- _Tasks for this exercise_:
(a) Please list every figure the article on Palm Pilots for COPD patients gives for COPD's toll in 2000.
(b) From the article on Palm Pilots for COPD patients, write out the passage starting with "Palm Pilots Help" and going on through "quality of life.".

+++ Selected passage +++

Palm Pilots Help COPD Patients

Palm pilots that transmit a patient's daily breathing stats and forewarn of impending attacks are keeping people out of the hospital and improving their quality of life.

Temple University Hospital patient Edward Goldwire, 55, suffers from chronic obstructive pulmonary disease (COPD) and used to live every day in fear of catching his next breath. At least three times a year an exacerbation would strike, leaving him to wonder if help would even arrive. Plus, with each major attack would come the stress of a lengthy hospital stay while his body recovered.

When Temple Lung Center's Dr. Wissam Chatila first informed Goldwire of a new study that recorded daily COPD symptoms with a PDA, he was skeptical. "How are they going to really know when I'm sick?" he said.

But a year later, Goldwire is amazed at the turn his disease has taken. He can walk for longer distances and longer periods of time. His attacks and need to go to the hospital have decreased. Goldwire stays in touch electronically with his health care team. Every day, rain or shine, holidays included, Goldwire reports his symptoms.

The data goes directly to the Temple Lung Center where it's analyzed by a pulmonary nurse specialist and board certified pulmonary physician with a special interest in COPD research. Any red flags spring the team into action. As the fourth-largest killer in the United States, in 2000 alone, COPD resulted in 1.5 million emergency room visits, 726,000 hospitalizations and 119,000 deaths.

+++ Data under study +++

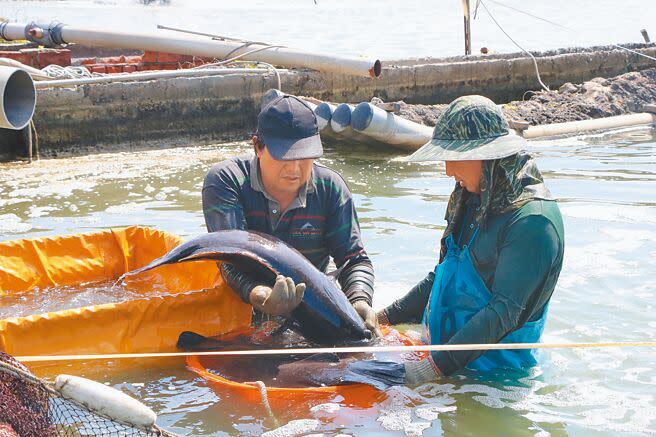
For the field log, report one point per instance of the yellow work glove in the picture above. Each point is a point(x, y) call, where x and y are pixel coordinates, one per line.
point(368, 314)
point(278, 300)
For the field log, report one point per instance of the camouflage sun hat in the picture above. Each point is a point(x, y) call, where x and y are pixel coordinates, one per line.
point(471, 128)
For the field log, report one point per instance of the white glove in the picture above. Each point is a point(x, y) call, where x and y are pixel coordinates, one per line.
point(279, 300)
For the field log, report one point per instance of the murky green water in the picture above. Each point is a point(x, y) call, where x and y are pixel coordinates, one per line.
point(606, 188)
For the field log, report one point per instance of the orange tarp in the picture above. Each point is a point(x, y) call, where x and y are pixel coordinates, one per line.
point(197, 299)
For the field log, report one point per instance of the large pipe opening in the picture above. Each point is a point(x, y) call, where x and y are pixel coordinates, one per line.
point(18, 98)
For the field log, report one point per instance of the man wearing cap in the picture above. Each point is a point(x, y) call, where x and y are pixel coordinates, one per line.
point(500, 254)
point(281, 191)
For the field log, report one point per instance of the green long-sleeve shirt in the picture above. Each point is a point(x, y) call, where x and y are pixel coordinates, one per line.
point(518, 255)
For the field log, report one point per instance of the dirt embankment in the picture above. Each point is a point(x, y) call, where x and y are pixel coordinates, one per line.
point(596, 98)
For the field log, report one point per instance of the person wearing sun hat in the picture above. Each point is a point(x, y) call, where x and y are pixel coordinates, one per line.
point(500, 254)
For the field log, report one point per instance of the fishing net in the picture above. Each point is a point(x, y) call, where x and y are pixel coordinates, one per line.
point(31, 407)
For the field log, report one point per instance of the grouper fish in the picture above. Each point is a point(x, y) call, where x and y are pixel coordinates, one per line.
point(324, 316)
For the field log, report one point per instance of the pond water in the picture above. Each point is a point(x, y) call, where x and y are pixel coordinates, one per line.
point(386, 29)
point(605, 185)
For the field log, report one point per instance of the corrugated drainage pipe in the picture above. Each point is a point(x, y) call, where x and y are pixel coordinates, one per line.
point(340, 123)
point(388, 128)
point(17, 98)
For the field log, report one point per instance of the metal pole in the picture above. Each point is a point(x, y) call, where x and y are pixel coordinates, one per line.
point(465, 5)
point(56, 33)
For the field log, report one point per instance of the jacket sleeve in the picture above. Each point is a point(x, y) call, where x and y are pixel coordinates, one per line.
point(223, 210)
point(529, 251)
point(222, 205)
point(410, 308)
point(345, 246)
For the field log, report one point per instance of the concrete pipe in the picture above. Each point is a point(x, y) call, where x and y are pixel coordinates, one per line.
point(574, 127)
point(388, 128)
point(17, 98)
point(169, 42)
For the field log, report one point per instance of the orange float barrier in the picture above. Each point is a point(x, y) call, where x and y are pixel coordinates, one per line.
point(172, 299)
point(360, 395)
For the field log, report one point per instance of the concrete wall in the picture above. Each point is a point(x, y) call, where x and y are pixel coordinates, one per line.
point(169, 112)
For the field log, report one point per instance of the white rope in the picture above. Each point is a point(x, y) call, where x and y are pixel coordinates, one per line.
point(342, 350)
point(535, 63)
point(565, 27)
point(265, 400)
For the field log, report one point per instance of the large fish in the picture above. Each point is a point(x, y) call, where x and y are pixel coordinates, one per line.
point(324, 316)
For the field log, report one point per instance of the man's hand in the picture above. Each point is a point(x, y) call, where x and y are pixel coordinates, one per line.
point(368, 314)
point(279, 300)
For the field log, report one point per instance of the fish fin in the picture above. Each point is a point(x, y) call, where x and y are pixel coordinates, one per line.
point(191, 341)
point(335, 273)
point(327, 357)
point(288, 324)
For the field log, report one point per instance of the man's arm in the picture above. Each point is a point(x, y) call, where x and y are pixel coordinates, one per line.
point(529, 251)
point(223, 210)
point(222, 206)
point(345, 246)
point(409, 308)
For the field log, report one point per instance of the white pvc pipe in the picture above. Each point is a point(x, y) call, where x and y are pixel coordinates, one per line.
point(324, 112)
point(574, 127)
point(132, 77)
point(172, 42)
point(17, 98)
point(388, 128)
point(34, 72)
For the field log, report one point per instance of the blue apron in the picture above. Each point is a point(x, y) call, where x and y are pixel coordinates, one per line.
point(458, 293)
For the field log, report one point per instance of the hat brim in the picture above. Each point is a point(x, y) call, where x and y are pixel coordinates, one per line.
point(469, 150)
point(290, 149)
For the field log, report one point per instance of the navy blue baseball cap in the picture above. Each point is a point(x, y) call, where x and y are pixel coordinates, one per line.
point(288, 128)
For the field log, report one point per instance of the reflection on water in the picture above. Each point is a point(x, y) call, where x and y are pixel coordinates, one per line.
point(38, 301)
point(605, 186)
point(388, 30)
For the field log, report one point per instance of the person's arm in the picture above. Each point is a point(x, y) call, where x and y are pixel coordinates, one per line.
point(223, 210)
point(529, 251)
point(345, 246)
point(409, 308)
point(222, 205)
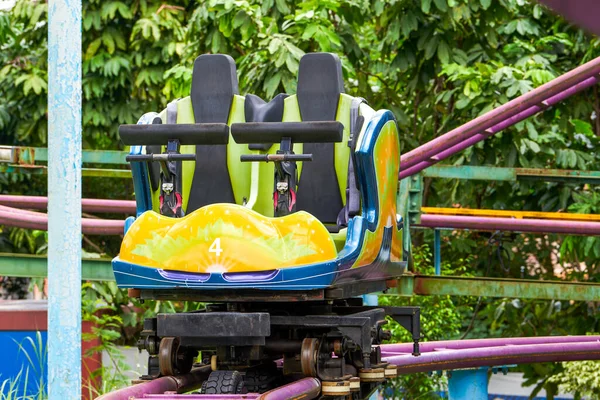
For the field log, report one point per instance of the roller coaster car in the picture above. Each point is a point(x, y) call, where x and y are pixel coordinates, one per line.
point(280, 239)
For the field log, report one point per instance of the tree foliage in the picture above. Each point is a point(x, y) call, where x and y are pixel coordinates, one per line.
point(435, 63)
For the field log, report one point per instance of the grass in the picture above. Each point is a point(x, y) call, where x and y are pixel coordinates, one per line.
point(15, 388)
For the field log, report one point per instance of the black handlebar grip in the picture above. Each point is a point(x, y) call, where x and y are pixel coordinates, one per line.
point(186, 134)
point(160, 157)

+++
+++ Data under study +++

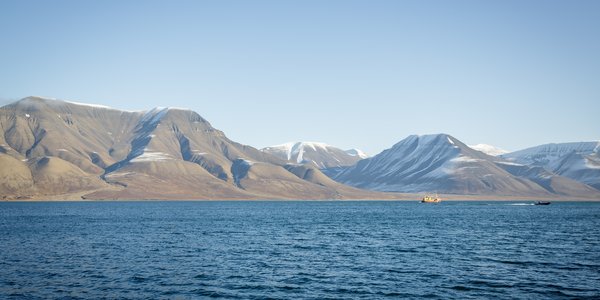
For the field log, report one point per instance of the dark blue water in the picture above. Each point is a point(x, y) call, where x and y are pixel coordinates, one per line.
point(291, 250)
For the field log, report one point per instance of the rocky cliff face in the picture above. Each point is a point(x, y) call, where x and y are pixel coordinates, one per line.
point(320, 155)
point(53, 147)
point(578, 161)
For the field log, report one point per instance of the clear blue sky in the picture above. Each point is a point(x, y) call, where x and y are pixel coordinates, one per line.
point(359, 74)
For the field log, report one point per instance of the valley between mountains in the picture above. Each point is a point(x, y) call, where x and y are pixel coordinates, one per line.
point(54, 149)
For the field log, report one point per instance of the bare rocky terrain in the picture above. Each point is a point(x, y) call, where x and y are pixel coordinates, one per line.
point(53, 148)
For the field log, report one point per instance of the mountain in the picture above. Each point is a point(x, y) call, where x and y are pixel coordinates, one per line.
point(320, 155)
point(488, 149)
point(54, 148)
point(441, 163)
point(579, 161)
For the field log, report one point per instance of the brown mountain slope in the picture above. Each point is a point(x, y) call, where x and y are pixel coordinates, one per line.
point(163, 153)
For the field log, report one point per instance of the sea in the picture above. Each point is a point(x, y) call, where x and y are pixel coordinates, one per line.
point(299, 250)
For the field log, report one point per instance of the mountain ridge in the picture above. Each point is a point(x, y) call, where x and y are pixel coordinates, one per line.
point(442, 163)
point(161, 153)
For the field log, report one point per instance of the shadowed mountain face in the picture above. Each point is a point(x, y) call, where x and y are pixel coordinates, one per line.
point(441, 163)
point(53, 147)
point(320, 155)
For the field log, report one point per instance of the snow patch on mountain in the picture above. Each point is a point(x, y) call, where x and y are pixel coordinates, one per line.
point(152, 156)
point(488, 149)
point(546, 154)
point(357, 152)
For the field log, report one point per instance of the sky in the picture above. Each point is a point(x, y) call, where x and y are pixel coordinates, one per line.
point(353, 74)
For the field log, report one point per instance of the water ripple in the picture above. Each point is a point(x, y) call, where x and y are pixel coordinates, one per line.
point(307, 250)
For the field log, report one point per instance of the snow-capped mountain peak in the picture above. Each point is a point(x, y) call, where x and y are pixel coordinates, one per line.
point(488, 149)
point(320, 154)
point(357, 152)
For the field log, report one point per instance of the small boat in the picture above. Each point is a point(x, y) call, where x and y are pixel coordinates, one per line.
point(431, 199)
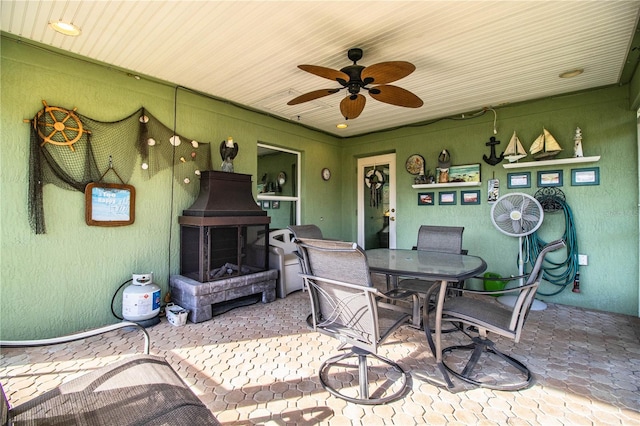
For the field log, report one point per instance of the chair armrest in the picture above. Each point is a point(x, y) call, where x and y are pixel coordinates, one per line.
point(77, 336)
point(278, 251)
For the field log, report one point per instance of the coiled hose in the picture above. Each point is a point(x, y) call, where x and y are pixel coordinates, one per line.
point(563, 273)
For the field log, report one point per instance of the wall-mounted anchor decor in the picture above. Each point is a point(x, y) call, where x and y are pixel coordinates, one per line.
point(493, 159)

+++

- _Solutions to the problems_:
(a)
1.5 million emergency room visits
726,000 hospitalizations
119,000 deaths

(b)
Palm Pilots Help COPD Patients

Palm pilots that transmit a patient's daily breathing stats and forewarn of impending attacks are keeping people out of the hospital and improving their quality of life.